Tarefas a realizar
**A)** Atualize o texto sobre a ansiedade no trecho que começa em "Contra todas as" e segue até "foram de ansiedade.", trocando "incerteza" por "instabilidade".
**B)** De acordo com o texto sobre a ansiedade, porque é que a ansiedade é essencial à nossa sobrevivência? Responda em uma a três frases.
**C)** Responda a estas perguntas sobre o texto sobre a ansiedade:
(i) Em que ano nasceu quem escreve o texto?
(ii) Contra que catástrofe se insurgem hoje os mais novos?
(iii) Que movimentos de defesa naturais são inibidos pela ansiedade no seu modo patológico?

Texto para ler
<<<<

Lest we should see where we are,
Lost in a haunted wood,
Children afraid of the night
Who have never been happy or good

W.H. Auden, The Age of Anxiety

Contra todas as evidências em contrário,
a alegria

Manuel Gusmão

Há uma ansiedade em nós, que estes tempos de incerteza e precariedade reforçam. Mas se pensarmos bem, todos os tempos foram de ansiedade.

Jorge de Sena ironiza num poema aqueles que no futuro serão capazes de ver como "uma idade de ouro" a época que nos coube viver. O meu pai contou-me a angústia que sentira ao ver-me nascer em 1950, votado que estaria o mundo a uma catástrofe nuclear. Hoje são os mais novos a insurgir-se contra a catástrofe climática, que só não está por vir porque já vive connosco.

A ansiedade é o mecanismo que nos alerta para um perigo iminente, e é essencial à nossa sobrevivência. Mas, na sua patologia, é como um sensor avariado que sinaliza um perigo permanente e inamovível. E nesse modo patológico leva-nos à paralisia, inibindo os movimentos de defesa naturais, a luta ou a fuga.

>>>>

Linhas fornecidas
<<<<

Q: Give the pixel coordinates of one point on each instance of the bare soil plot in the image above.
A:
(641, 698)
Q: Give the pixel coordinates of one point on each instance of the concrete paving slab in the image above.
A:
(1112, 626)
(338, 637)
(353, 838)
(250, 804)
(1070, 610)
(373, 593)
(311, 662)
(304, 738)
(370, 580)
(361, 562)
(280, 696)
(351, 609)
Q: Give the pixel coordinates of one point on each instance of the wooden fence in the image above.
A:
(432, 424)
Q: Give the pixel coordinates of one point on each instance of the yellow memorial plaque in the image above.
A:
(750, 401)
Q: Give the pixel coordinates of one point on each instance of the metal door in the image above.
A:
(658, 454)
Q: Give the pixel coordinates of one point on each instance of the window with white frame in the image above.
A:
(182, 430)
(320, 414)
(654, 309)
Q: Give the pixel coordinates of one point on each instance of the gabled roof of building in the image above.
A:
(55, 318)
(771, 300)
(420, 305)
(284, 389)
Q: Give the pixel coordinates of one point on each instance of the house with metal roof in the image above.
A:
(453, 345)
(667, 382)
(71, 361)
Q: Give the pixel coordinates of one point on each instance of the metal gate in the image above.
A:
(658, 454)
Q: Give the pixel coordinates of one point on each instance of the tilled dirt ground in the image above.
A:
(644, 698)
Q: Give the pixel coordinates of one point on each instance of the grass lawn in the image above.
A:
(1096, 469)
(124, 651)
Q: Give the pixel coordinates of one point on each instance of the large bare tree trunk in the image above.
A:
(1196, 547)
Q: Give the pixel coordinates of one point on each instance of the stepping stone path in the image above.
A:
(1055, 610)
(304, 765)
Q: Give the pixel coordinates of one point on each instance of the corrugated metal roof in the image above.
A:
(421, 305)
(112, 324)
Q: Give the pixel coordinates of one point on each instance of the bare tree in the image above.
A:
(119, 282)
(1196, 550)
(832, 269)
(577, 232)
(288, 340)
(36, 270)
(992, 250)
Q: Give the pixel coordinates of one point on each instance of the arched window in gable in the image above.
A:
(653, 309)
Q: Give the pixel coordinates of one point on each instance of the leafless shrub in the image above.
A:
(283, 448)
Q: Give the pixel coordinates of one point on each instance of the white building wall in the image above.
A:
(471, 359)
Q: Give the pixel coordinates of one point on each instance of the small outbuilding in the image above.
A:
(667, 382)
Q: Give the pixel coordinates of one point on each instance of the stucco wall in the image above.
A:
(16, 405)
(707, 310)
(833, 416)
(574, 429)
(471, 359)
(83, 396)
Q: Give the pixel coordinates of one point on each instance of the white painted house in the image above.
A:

>>>>

Soluções das tarefas
**A)**
Contra todas as evidências em contrário,
a alegria

Manuel Gusmão

Há uma ansiedade em nós, que estes tempos de instabilidade e precariedade reforçam. Mas se pensarmos bem, todos os tempos foram de ansiedade.

**B)** A ansiedade é essencial à nossa sobrevivência porque é o mecanismo que nos alerta para um perigo iminente.

**C)**
(i) Em 1950.
(ii) Contra a catástrofe climática.
(iii) A luta ou a fuga.